THE INPUT Start Marker

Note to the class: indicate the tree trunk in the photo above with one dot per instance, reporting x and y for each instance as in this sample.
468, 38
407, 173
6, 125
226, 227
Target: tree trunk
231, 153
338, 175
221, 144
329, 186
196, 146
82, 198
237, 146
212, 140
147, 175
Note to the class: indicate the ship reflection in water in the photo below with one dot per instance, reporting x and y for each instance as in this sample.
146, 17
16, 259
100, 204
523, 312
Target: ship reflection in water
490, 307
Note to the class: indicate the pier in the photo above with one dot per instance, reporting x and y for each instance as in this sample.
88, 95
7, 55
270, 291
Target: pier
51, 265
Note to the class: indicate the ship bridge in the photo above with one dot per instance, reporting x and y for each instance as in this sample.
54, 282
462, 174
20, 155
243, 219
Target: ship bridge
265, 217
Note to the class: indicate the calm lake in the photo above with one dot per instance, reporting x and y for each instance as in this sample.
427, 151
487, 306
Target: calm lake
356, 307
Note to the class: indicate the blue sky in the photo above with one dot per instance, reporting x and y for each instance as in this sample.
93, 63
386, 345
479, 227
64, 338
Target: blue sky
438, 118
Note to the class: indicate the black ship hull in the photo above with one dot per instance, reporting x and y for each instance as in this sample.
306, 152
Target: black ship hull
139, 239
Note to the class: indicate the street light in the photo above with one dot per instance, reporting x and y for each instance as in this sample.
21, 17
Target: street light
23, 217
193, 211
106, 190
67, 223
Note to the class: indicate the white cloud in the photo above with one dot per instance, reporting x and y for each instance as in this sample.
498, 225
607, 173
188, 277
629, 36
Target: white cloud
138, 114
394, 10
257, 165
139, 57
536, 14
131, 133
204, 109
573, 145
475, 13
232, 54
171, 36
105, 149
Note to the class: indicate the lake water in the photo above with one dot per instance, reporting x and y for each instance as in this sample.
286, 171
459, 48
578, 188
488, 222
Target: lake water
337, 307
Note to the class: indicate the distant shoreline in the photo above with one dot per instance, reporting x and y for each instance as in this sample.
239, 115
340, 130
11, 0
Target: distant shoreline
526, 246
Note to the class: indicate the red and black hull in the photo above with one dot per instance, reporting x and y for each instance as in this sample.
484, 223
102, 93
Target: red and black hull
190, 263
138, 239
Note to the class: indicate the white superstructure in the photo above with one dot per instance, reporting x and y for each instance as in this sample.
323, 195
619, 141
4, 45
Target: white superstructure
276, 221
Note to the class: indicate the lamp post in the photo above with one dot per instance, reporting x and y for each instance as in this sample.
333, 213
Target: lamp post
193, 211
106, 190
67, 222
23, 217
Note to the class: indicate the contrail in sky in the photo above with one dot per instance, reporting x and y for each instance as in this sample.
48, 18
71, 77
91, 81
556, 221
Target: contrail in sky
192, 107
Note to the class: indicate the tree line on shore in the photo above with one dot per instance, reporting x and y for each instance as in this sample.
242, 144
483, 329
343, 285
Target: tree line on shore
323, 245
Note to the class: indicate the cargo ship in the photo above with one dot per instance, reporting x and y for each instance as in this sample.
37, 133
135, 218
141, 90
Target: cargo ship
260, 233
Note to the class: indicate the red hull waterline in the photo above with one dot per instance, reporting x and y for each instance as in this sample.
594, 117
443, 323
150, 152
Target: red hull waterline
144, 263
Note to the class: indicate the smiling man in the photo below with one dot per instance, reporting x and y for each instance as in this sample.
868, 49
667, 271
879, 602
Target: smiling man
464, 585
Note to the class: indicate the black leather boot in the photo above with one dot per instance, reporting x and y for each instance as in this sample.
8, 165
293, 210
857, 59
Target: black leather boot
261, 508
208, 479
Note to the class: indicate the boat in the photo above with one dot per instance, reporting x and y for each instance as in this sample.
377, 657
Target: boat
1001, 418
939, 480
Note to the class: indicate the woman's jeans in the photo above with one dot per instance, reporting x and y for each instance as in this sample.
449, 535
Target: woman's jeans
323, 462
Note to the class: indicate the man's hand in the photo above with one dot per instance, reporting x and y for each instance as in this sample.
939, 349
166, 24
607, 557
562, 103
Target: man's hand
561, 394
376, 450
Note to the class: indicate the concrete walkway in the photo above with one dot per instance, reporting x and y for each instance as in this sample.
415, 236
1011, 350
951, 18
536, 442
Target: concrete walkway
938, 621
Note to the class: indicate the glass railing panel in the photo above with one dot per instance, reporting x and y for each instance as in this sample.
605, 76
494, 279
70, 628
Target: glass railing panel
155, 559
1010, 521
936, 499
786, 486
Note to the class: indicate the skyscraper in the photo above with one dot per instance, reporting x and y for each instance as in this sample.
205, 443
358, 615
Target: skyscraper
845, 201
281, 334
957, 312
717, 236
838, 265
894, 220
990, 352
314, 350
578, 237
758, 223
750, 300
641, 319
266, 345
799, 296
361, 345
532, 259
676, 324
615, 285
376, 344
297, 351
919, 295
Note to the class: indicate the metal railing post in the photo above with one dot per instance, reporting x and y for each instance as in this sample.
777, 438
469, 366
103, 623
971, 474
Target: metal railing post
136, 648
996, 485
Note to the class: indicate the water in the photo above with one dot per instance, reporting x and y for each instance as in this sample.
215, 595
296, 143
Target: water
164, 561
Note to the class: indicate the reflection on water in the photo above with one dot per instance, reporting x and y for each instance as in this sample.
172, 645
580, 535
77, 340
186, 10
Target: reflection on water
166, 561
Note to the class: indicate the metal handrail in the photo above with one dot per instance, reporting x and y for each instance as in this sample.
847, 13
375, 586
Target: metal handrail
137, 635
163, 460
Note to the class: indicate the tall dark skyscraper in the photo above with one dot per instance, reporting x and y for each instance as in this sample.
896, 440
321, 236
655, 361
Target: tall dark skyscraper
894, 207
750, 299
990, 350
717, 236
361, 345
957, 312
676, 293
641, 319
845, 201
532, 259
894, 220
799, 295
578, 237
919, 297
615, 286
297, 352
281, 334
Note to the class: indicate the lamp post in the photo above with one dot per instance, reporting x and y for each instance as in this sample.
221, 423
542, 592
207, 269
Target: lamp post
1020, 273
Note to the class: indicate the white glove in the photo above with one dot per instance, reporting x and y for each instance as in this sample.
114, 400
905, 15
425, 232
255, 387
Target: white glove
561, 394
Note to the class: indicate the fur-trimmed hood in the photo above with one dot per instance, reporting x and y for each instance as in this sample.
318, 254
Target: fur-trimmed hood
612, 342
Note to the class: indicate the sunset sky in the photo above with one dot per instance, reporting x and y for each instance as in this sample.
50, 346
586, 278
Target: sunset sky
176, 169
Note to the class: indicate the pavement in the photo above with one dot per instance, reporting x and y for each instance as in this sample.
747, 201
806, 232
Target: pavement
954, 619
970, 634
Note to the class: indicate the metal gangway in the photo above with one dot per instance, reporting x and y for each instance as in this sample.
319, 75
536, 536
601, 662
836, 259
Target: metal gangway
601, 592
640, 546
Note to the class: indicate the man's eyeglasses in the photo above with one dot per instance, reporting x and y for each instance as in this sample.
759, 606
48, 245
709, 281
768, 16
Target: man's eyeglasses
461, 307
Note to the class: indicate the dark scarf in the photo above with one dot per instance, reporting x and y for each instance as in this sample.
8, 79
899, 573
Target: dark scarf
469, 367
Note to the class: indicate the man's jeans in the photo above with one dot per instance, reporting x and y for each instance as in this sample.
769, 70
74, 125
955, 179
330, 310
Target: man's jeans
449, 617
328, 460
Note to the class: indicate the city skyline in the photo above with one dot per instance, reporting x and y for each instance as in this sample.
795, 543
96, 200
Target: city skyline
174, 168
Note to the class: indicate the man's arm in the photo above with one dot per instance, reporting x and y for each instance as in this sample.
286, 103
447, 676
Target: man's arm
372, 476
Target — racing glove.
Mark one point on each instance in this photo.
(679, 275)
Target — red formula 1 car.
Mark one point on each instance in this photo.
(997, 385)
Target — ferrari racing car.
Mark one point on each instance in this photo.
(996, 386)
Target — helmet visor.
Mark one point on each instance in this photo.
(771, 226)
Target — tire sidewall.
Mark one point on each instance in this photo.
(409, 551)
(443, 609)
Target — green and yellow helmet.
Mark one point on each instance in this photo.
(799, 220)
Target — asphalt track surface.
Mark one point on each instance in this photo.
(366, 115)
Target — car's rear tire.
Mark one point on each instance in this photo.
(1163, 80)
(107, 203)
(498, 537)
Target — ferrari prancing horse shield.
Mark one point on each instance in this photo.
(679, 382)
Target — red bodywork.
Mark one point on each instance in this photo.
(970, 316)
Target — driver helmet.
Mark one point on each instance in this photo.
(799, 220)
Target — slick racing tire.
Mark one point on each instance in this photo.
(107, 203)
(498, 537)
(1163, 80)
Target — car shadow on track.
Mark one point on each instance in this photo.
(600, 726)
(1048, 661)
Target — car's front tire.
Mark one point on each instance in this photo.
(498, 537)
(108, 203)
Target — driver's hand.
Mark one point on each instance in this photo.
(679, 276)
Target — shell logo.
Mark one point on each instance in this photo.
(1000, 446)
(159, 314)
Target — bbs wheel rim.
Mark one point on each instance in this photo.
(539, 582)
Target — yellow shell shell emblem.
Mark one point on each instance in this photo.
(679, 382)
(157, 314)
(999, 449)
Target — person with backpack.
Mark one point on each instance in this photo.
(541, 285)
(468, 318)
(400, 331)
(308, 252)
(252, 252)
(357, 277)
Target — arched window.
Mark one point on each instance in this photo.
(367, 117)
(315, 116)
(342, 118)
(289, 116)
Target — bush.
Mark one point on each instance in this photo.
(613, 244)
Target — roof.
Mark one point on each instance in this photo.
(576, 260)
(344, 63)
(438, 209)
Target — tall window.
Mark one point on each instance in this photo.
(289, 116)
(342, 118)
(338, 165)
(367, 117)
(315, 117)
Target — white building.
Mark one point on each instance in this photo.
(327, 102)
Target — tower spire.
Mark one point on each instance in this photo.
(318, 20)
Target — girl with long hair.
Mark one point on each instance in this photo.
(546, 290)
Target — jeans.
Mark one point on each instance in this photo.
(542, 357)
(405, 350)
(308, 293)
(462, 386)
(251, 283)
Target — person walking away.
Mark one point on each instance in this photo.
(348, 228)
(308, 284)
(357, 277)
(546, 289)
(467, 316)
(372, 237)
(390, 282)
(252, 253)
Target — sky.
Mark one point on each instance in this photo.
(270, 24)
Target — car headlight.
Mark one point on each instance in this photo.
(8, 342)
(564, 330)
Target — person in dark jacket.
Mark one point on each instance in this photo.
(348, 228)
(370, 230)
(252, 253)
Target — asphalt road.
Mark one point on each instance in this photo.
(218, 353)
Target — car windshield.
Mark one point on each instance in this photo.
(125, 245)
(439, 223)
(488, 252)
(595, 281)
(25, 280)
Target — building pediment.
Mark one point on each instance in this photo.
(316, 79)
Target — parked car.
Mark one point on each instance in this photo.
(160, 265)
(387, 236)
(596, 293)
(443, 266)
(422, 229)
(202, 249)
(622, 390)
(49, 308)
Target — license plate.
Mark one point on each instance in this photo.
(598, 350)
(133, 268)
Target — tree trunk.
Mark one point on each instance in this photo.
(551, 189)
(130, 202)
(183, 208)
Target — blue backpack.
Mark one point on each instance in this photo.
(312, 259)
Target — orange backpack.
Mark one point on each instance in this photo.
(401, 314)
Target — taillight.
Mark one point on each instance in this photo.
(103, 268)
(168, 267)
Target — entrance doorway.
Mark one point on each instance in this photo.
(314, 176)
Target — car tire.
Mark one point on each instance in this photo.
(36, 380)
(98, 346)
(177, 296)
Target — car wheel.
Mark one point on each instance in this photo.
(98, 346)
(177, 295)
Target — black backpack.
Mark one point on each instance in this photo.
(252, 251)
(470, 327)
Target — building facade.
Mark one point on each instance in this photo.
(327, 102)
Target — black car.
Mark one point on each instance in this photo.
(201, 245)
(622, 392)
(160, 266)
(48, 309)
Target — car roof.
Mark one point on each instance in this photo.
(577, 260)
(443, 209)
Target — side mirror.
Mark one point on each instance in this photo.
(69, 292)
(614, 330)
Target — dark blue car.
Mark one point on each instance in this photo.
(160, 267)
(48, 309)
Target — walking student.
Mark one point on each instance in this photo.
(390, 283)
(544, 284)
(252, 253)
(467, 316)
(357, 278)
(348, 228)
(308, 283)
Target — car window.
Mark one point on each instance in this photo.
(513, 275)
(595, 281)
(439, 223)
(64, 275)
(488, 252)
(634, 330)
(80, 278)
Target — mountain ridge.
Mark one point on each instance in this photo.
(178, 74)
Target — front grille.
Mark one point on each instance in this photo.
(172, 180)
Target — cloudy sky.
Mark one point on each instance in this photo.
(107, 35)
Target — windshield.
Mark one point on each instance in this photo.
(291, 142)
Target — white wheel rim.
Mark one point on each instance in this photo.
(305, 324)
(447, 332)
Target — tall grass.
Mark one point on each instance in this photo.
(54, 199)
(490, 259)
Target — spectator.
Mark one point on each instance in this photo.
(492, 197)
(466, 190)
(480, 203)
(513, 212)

THE INPUT End Marker

• [EXERCISE AIM]: Go through the entries above and count the lines containing "person". Give the number only.

• [SOLUTION FOR THIS TASK]: 3